● Instruction:
Please restate the following records word for word.

● Record extracts:
┏━━
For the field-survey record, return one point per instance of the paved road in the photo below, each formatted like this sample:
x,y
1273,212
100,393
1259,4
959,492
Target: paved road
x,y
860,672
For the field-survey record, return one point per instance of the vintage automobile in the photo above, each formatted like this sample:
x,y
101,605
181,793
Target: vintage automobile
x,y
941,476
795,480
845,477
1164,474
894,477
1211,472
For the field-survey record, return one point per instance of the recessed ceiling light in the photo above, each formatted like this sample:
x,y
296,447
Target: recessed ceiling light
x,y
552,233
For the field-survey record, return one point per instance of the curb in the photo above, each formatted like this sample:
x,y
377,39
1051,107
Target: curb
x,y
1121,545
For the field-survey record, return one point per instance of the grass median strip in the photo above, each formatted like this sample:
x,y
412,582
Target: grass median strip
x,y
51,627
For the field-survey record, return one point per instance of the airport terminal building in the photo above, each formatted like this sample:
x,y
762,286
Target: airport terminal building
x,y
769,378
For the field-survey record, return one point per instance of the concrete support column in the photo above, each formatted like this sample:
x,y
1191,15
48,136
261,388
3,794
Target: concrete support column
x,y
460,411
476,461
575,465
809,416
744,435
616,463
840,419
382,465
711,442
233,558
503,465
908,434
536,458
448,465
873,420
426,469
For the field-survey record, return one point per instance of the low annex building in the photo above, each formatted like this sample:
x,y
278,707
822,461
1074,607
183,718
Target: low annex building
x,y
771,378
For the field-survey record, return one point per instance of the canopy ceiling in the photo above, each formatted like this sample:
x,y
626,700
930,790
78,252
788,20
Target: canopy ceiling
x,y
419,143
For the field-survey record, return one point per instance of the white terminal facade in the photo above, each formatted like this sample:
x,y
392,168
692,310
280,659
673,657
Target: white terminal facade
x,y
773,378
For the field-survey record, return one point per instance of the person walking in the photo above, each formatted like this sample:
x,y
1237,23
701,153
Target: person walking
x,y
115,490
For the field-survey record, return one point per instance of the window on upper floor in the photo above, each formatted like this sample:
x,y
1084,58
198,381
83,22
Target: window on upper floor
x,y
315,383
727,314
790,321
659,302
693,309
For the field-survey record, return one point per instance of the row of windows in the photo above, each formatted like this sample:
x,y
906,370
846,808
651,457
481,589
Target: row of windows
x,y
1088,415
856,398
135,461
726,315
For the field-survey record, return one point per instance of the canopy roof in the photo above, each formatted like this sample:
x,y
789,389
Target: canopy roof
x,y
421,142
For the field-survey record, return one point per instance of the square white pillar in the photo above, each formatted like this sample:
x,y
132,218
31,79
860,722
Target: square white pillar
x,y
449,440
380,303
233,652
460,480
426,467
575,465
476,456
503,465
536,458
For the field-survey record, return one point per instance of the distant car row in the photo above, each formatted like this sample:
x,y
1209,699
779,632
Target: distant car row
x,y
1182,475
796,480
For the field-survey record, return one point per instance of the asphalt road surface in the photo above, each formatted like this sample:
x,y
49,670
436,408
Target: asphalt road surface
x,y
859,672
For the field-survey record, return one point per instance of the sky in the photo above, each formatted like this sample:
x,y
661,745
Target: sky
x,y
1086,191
┗━━
● Answer:
For the field-survey record, return one point per instance of the paved road in the photo below, each formatted like this sample:
x,y
1273,212
100,393
1259,4
959,492
Target: paved road
x,y
860,672
For the field-survey record, return one point per instance of the vintage automobile in the photo above, each formatted like this sample:
x,y
101,605
181,793
Target: vintage automobile
x,y
941,476
795,480
845,477
1164,474
894,477
1211,472
For the field-survey record, return one point per instance of the recessed ceiling light in the photo above, each formatted like this sample:
x,y
296,447
Target: recessed ceiling light
x,y
552,233
For the field-survey record, return one point per instance of the curb in the photo above, each formatted like this sample:
x,y
377,39
1051,107
Target: curb
x,y
1121,545
For the field-survey record, return one point per instance of the grass median strip in the photo above, each formatted like this sample:
x,y
412,582
Target: grass median strip
x,y
51,627
For the field-survey record, return one point per instance of the airport terminal building in the photo above, each formatted like this sample:
x,y
762,286
Target: airport terminal building
x,y
769,378
For the field-survey record, return one point per instance of the concrete support column in the photo above, each formatted like this sample:
x,y
1191,15
48,136
261,388
3,794
Target: concrete support column
x,y
460,411
476,461
575,465
809,416
744,435
616,463
840,419
382,465
711,442
233,558
503,465
908,434
536,458
448,465
873,420
426,469
For the field-survey record, return one point per instance of the low annex building in the photo above, each formatted like this sample:
x,y
278,707
822,461
1074,607
183,718
Target: low annex building
x,y
771,378
For the field-survey record, return one point per instance of the canopy ceiling in the photo above, each formatted like this sample:
x,y
626,700
930,790
78,252
788,20
Target: canopy ceiling
x,y
419,143
For the field-survey record, return one point per instance of the white terminal facade in the photo above, each formatted like this sample:
x,y
392,168
692,310
280,659
673,657
Target: white terminal facade
x,y
773,378
For the field-survey record, return one point per instance of the person walking in the photo above, each formatted like this sample:
x,y
1237,23
701,153
Target: person walking
x,y
115,490
For the field-survey record, return one point per instance of the window on upper floor in the photo above, each formatted like this sample:
x,y
1084,58
198,381
83,22
Target: window on upper floor
x,y
315,383
727,314
790,321
659,302
693,309
For the field-survey record, return one point per instance of the row of windows in the photo above, each formatted like this sample:
x,y
906,370
846,808
651,457
481,589
Target: row of windows
x,y
1088,415
856,398
135,461
726,315
For the field-survey record, return one point per instance of the canopy roof in the photo above, each formatted like this sample:
x,y
789,389
Target: canopy roof
x,y
421,142
For the field-survey record, return one point per instance of the square white pillar in the photo above, each formatted like this sample:
x,y
132,218
31,79
860,722
Target: square white pillar
x,y
449,440
380,303
233,652
460,480
426,467
575,465
476,456
503,465
536,458
For the field-survey record, return one point per instance of the distant car row in the photo above, each formatted like this sample:
x,y
1209,699
779,632
Target: distant car row
x,y
1182,475
796,480
For the field-survey record, return one point per instance of the asphalt road surface in the photo above, each formatted like this sample:
x,y
49,670
436,408
Target: asphalt road surface
x,y
859,672
For the field-survey record, return one point per instance of the sky in the photo above, each formatted like this sample:
x,y
661,745
Target: sky
x,y
1086,191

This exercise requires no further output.